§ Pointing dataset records
————————
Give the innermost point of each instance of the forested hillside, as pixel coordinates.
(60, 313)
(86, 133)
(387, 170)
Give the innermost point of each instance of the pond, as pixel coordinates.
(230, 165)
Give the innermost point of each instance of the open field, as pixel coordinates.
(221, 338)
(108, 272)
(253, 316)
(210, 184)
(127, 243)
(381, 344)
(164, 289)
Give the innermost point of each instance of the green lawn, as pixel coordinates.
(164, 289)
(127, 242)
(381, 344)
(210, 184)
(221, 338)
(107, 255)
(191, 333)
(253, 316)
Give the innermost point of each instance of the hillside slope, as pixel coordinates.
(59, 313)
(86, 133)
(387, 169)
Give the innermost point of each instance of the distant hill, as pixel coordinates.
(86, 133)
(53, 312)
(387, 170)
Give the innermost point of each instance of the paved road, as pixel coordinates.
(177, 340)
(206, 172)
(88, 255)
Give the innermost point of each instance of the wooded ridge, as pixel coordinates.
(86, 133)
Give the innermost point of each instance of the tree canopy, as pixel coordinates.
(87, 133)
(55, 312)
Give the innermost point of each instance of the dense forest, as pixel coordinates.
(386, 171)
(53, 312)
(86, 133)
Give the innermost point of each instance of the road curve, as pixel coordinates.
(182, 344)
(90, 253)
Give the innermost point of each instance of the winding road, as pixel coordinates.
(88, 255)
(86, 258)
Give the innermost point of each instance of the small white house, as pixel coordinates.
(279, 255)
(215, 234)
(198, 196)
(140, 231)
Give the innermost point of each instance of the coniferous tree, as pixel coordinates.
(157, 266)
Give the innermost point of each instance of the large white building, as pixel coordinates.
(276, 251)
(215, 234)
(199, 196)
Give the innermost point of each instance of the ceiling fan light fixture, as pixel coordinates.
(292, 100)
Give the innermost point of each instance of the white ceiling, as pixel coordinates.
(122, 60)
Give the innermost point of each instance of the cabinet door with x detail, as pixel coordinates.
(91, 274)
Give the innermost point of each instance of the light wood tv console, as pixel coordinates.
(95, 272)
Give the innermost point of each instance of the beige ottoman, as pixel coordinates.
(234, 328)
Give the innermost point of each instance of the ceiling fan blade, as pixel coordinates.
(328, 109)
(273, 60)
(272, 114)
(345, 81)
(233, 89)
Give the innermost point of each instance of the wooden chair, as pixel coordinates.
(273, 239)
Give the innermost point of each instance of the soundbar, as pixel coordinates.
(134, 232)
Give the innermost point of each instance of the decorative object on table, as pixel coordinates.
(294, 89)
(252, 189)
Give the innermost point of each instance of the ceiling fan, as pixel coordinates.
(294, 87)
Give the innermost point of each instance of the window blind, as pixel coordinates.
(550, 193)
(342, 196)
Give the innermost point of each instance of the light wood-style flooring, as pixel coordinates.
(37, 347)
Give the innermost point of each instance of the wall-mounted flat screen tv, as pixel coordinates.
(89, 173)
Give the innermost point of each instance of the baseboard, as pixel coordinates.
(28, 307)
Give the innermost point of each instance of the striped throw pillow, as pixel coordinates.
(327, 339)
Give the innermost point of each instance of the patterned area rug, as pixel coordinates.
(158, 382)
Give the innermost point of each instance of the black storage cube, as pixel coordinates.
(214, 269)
————————
Put the items starting at the one containing "Give the innermost point of each instance of the window" and ending at the last item into a two-column CSV with the headers request and answer, one row per item. Place each item's text and its answer in a single quoted field each, with any line breaks replaced by spaces.

§ Result of the exercise
request,answer
"Give the innermost point of each instance of the window blind, as pixel coordinates.","(550, 193) (342, 196)"
"Give the innermost point of each instance of the light wood-style flooring, as pixel coordinates.","(37, 347)"
"Give the innermost point of each instance of the wall-mounted flat screen tv, as pixel coordinates.","(89, 173)"
"Give the innermost point of each instance of the baseboard, as pixel coordinates.","(28, 307)"
"Give the innermost point of each instance of the striped throw pillow, as pixel coordinates.","(327, 339)"
"Give the innermost point of each instance of the patterned area rug, as pixel coordinates.","(158, 382)"
"Give the innermost point of each instance of the black storage cube, as pixel coordinates.","(214, 269)"